TEXT EXCERPT:
To begin, upon acceptance of your proposed book project, our development team will provide you with a copy of our comprehensive guide, “Guide to Editing a Book” which leads you step-by-step through the publication process. This guide allows you to benefit directly from our years of experience related to publishing edited scholarly books. IGI will provide you with the needed support to organize your ideas, identify contributing authors, review contributions, and put together a high quality publication!

For further information please see: http://www.igi-global.com/acquisitionprocess.

Should you be interested in editing a book or encyclopedia, please e-mail us a prospectus (5-10 pages) for possible consideration to requisition@igi-global.com by ***NO LATER THAN December 27, 2008.***

Your book prospectus should include:

  1. 3-5 SUGGESTED TITLES for your proposed publication that will distinguish your theme from competing titles

    A SYNOPSIS of your proposed publication, including a concise DEFINITION of the subject area

  2. INTRODUCTION TO THE SUBJECT AREA addressing a complete explanation of the discipline and its implications

  3. 5-10 INDEXING KEYWORDS for your proposed subject area

  4. OVERALL OBJECTIVES AND MISSION of your proposed publication and why it should be published

  5. SCHOLARLY VALUE AND POTENTIAL CONTRIBUTION to information science, technology and management literature

  6. PURPOSE AND POTENTIAL IMPACT explaining and justifying why your theme is viable and how it will expand the field of research

  7. UNIQUE CHARACTERISTICS of your proposed publication and how it is distinguished from existing titles within the subject area

  8. PROSPECTIVE AUDIENCE for such a publication and how the availability of such literature will aid this prospective audience

  9. POTENTIAL USES for your publication, identifying potential context(s) this book will be utilized, such as library reference, upper-level course supplement, resource for instructors, etc.

THINGS TO DO:
[A] In the call for book proposals, what is the deadline for e-mailing a prospectus?
[B] Reproduce everything in the call for book proposals from "3. 5-10 INDEXING" down to "for instructors, etc.".
[C] Write what comes next in the call for book proposals, picking up after its final line.

RECORD EXCERPTS:
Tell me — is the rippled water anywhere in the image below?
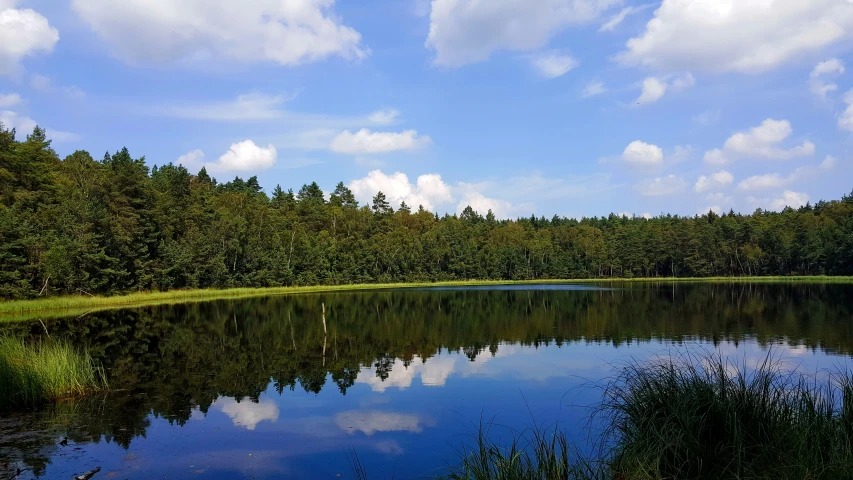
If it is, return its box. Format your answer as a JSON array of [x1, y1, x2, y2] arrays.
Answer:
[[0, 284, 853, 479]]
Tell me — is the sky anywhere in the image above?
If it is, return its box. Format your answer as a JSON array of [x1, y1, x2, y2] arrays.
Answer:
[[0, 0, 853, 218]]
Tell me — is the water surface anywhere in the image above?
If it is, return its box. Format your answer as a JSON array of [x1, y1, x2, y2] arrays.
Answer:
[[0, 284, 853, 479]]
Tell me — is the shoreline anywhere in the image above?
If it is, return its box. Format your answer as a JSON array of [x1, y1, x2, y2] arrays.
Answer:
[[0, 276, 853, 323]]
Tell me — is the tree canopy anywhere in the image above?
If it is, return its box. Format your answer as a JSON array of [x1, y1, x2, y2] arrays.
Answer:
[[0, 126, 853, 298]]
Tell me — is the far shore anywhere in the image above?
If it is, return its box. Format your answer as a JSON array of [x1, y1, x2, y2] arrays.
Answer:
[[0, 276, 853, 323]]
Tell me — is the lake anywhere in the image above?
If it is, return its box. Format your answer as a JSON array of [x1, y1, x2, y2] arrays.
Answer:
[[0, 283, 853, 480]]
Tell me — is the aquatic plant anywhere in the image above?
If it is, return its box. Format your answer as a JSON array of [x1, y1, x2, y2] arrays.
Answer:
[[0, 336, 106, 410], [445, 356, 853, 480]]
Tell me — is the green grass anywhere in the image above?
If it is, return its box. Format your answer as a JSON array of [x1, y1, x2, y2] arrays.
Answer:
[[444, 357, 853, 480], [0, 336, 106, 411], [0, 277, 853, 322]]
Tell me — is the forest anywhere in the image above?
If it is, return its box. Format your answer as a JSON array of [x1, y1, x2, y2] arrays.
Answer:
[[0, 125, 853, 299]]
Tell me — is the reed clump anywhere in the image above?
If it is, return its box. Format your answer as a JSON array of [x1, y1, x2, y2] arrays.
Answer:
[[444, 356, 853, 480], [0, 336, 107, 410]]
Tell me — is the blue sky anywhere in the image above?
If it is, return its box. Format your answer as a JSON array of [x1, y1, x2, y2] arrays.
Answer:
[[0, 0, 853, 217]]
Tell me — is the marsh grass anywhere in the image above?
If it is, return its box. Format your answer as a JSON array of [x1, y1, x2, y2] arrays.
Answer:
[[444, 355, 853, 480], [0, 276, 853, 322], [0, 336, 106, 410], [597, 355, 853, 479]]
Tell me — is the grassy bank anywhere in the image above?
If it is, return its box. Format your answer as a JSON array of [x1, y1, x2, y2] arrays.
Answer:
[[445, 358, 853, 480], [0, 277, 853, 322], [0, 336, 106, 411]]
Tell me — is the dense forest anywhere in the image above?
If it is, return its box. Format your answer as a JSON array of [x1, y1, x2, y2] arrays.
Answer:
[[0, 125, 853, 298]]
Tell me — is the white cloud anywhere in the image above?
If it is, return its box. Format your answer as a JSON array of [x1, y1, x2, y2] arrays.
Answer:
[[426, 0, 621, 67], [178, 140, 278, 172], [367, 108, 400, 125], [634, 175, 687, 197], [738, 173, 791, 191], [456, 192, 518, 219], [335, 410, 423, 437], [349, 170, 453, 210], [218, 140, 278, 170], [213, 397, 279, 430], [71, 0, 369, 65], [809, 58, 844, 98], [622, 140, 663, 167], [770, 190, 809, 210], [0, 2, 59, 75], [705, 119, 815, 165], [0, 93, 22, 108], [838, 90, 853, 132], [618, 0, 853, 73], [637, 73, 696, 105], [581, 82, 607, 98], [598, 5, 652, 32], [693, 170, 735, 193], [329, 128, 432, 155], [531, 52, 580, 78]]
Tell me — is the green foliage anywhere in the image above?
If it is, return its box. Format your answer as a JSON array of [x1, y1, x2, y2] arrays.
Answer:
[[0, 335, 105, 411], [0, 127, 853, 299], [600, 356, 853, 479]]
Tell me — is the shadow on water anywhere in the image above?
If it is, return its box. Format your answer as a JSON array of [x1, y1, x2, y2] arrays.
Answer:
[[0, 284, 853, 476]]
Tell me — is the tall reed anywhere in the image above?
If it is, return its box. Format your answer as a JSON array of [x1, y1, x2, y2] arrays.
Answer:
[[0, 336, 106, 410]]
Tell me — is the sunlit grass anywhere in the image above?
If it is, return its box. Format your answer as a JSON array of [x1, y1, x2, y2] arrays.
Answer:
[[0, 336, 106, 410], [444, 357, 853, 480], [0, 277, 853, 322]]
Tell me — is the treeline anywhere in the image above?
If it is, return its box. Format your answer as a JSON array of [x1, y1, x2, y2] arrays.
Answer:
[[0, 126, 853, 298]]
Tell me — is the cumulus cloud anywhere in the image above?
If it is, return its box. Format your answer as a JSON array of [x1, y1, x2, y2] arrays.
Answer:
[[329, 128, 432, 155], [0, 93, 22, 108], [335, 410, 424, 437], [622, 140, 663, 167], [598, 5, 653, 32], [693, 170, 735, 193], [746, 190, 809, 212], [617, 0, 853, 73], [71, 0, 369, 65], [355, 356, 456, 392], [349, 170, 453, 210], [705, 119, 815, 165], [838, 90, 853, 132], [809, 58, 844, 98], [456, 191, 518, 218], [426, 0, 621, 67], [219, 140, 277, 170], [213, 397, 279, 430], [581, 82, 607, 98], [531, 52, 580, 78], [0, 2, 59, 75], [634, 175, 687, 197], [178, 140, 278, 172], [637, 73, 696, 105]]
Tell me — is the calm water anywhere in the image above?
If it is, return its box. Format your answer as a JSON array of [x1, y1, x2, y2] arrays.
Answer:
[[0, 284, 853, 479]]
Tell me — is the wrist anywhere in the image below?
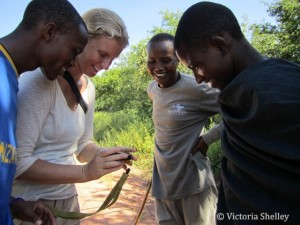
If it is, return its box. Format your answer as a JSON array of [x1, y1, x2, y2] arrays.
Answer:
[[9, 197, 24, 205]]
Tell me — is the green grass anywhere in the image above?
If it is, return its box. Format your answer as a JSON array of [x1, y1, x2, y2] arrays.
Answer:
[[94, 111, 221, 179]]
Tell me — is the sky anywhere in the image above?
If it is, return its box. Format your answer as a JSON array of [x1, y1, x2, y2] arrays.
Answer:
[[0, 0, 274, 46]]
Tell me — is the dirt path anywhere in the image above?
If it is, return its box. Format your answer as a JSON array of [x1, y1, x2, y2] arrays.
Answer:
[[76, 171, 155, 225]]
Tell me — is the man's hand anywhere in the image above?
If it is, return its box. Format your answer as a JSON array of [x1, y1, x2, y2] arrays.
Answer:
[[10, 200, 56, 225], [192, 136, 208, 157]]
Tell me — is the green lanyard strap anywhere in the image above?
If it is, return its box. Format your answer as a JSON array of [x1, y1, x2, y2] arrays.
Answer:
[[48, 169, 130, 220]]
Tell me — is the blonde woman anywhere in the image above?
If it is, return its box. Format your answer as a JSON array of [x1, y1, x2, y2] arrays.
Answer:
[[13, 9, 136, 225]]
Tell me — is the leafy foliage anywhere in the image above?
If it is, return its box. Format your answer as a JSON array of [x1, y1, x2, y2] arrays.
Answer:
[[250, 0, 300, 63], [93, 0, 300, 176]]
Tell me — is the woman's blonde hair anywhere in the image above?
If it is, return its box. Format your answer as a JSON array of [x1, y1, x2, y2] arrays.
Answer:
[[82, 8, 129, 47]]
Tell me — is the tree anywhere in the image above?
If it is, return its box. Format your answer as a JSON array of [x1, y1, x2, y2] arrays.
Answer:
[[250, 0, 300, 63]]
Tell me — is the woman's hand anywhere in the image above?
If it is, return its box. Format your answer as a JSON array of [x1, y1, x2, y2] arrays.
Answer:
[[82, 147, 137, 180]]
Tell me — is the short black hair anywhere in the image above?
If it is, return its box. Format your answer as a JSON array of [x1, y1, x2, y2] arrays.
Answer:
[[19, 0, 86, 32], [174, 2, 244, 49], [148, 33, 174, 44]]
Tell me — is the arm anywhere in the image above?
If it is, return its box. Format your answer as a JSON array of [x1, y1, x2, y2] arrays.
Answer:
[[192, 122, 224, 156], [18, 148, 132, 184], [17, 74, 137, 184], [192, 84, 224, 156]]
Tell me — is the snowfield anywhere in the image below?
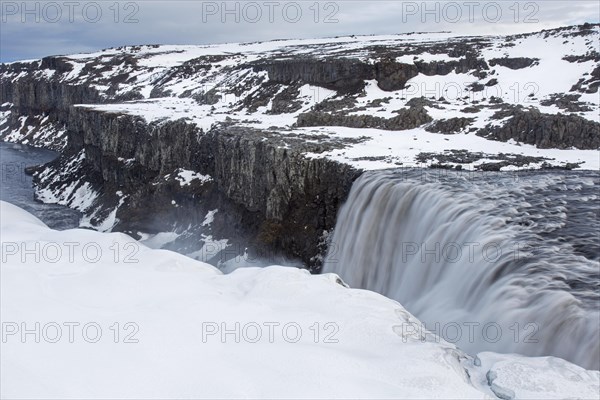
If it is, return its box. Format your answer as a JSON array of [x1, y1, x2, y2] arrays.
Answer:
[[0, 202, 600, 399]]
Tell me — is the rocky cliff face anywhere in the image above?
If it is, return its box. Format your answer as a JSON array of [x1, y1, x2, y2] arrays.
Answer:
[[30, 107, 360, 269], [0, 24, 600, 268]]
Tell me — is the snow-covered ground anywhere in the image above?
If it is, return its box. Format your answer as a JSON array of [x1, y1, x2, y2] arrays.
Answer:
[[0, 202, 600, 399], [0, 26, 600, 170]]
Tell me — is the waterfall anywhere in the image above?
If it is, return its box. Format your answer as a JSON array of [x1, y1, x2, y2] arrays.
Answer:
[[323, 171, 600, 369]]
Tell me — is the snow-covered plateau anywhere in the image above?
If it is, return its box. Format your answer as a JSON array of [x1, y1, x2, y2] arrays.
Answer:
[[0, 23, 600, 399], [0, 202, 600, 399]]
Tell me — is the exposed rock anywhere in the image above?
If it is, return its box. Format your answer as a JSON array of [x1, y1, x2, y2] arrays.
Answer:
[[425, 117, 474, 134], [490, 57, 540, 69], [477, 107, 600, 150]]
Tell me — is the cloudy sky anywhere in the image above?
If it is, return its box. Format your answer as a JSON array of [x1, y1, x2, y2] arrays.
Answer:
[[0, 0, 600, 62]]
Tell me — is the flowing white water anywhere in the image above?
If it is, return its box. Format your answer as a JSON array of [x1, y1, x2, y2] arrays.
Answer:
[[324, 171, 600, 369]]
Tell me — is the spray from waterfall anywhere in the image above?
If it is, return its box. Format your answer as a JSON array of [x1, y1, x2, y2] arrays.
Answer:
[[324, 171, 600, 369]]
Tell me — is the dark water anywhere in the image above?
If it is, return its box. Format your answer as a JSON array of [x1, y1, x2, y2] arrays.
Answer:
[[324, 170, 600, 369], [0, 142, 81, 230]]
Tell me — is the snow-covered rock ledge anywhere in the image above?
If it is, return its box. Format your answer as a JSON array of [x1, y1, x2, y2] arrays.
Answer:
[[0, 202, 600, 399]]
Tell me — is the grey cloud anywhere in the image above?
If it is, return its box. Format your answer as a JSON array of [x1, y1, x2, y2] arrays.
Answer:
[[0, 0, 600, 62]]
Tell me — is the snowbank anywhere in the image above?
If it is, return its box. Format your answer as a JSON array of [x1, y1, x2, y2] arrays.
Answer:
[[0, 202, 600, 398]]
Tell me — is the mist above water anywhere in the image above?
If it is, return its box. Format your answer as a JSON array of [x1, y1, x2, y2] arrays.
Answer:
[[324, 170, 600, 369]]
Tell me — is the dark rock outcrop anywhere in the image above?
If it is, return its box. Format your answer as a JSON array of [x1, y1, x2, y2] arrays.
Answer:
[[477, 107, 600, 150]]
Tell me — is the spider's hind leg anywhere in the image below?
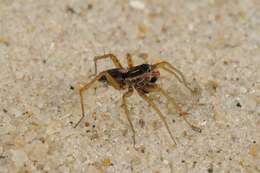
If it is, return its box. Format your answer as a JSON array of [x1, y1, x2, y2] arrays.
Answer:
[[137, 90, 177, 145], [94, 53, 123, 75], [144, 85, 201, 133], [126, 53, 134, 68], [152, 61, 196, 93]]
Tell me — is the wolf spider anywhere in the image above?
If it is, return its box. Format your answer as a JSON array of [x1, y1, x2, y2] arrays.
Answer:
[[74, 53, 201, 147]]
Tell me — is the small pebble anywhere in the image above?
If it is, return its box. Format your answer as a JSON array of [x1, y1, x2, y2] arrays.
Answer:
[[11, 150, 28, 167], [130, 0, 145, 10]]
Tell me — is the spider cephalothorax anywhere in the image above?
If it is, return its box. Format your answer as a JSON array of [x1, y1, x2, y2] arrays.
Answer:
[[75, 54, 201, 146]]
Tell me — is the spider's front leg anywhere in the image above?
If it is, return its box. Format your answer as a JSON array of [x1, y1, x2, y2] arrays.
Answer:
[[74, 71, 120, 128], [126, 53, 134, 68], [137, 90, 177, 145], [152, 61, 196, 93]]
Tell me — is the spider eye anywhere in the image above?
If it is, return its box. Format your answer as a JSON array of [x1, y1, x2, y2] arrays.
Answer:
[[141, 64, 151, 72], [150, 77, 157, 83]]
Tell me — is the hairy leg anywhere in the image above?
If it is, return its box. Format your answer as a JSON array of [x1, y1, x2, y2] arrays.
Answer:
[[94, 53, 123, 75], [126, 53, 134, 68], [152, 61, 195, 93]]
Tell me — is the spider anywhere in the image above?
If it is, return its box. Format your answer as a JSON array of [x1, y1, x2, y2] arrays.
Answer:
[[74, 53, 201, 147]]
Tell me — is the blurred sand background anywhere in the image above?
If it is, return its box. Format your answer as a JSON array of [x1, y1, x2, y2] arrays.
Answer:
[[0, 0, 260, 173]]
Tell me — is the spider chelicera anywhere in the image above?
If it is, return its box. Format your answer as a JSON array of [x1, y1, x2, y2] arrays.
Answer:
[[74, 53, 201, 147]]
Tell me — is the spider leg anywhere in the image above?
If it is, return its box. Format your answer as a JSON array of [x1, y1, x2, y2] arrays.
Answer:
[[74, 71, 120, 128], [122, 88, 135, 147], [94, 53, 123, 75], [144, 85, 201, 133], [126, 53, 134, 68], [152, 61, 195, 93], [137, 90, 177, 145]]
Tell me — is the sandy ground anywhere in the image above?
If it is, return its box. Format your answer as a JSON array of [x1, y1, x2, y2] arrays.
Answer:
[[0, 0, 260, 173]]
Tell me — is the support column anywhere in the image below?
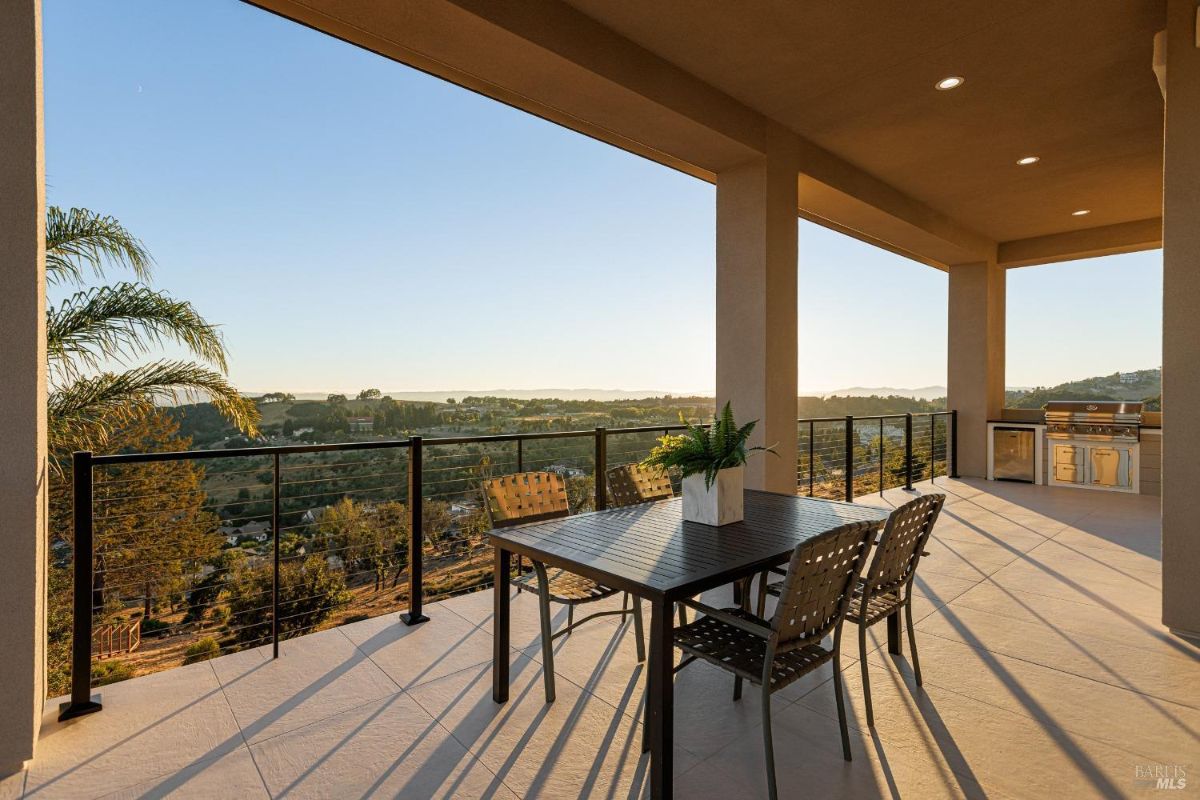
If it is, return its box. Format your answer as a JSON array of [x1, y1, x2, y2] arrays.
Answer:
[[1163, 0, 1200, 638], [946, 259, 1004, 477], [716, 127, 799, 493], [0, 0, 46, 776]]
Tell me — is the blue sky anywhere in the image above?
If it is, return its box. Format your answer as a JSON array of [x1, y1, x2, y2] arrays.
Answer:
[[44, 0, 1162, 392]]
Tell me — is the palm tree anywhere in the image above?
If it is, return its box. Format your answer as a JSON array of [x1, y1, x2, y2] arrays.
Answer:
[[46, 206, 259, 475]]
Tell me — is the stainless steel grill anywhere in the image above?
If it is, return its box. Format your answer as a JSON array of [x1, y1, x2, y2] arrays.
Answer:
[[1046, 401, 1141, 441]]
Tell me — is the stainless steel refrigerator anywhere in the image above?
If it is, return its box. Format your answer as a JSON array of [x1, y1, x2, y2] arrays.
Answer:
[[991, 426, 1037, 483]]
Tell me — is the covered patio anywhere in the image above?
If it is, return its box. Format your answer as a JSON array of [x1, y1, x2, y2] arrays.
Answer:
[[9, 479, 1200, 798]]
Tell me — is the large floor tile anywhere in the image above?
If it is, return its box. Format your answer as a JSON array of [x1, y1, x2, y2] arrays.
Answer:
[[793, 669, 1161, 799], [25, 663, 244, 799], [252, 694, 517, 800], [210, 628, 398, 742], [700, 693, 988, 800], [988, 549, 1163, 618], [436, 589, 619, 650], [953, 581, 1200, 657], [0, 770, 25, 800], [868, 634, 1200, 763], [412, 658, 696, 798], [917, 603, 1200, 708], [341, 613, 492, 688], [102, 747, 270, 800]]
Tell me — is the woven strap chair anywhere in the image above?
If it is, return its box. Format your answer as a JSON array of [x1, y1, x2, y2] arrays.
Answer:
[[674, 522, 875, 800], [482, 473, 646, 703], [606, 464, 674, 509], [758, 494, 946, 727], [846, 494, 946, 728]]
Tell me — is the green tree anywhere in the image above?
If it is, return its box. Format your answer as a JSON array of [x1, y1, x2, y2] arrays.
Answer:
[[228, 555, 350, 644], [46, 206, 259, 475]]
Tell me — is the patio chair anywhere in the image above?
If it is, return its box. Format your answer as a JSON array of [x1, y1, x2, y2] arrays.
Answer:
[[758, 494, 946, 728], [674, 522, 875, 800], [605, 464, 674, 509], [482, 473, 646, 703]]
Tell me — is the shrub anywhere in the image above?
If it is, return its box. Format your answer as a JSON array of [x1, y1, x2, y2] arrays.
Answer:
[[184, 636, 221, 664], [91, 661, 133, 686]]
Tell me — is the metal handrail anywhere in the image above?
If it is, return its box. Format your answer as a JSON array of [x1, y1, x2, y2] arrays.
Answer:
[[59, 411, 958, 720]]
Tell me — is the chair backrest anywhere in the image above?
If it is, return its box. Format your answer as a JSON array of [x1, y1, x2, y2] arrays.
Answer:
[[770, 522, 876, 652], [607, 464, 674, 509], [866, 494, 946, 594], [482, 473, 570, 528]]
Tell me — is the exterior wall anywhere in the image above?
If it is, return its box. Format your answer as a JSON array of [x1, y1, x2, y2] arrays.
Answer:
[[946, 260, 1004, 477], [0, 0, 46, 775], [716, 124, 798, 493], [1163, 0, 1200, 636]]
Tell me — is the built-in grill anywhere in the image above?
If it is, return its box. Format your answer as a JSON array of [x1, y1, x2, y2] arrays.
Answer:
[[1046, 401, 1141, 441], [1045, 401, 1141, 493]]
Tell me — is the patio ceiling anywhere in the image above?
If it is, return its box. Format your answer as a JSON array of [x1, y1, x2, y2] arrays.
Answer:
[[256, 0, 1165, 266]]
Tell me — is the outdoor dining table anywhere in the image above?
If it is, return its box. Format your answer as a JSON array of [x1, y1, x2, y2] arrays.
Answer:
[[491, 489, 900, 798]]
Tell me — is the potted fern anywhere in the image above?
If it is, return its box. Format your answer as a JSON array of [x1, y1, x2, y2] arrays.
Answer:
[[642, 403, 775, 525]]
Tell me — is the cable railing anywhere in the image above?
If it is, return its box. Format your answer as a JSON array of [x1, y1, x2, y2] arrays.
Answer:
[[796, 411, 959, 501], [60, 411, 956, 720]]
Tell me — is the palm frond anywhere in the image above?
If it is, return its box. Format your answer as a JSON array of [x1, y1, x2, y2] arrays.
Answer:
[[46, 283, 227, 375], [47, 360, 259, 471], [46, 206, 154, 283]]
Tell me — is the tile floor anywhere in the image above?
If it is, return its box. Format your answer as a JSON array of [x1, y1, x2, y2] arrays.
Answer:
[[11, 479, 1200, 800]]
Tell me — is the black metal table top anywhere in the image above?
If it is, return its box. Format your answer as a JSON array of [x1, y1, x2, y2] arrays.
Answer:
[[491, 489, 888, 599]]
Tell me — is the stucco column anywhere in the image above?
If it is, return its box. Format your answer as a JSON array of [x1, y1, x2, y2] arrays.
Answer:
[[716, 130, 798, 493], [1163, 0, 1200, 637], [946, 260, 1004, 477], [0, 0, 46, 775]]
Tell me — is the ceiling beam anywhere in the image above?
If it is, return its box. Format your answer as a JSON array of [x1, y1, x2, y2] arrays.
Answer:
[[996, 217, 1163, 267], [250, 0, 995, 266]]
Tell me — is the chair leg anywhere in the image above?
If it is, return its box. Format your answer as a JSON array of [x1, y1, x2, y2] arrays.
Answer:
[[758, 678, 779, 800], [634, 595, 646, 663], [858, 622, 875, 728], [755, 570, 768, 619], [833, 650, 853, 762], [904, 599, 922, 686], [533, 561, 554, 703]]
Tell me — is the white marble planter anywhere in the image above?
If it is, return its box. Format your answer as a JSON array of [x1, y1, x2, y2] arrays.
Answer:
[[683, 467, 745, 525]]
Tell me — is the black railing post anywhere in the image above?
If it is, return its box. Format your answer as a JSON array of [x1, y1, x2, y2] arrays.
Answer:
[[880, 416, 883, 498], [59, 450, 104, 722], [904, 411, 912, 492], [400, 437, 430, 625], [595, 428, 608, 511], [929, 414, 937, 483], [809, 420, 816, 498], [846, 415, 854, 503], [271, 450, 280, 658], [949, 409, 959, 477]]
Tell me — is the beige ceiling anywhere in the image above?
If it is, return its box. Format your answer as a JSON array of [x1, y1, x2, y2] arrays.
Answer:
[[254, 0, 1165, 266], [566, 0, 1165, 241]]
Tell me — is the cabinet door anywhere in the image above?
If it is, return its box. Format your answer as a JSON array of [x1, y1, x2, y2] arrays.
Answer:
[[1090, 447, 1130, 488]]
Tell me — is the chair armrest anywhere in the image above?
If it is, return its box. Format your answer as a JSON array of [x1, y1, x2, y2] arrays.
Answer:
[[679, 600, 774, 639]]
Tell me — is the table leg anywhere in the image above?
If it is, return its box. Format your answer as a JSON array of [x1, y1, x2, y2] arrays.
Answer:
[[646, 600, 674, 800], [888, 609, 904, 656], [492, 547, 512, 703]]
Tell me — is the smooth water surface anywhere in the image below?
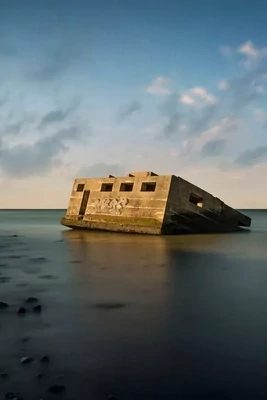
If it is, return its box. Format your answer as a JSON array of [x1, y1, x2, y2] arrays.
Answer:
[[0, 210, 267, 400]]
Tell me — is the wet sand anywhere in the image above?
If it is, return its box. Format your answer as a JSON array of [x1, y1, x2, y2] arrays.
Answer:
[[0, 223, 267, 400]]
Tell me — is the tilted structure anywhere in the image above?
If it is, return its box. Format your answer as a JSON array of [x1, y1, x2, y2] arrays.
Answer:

EXERCISE RESULTS:
[A] December 27, 2008

[B]
3. 5-10 INDEXING KEYWORDS for your proposed subject area

  4. OVERALL OBJECTIVES AND MISSION of your proposed publication and why it should be published

  5. SCHOLARLY VALUE AND POTENTIAL CONTRIBUTION to information science, technology and management literature

  6. PURPOSE AND POTENTIAL IMPACT explaining and justifying why your theme is viable and how it will expand the field of research

  7. UNIQUE CHARACTERISTICS of your proposed publication and how it is distinguished from existing titles within the subject area

  8. PROSPECTIVE AUDIENCE for such a publication and how the availability of such literature will aid this prospective audience

  9. POTENTIAL USES for your publication, identifying potential context(s) this book will be utilized, such as library reference, upper-level course supplement, resource for instructors, etc.

[C]
  10. POTENTIAL BENEFITS readers will gain from your proposed publication and benefits to enhance available literature

  11. EXISTING COMPETING PUBLICATIONS and their advantages and disadvantages in comparison to your proposed publication

  12. TENTATIVE TABLE OF CONTENTS listing all possible areas of coverage

  13. PLAN FOR REACHING CONTRIBUTORS identifying networks, creating website for call for papers, distributing information at conferences, etc.

  14. POTENTIAL SOLICITATION CHANNELS / VENUES (list-servs, societies, universities, etc.)

  15. PROJECTED TOTAL PAGE / WORD COUNT for proposed publication

  16. TENTATIVE TIMETABLE for the entire project

  17. COMPLETE MAILING ADDRESS phone, fax an de-mail information FOR EACH EDITOR / AUTHOR

  18. A COPY OF YOUR VITAE listing education and publication records FOR EACH EDITOR / AUTHOR

If you have any questions regarding this invitation, please do not hesitate to contact us at requisition@igi-global.com. We look forward to hearing from you soon!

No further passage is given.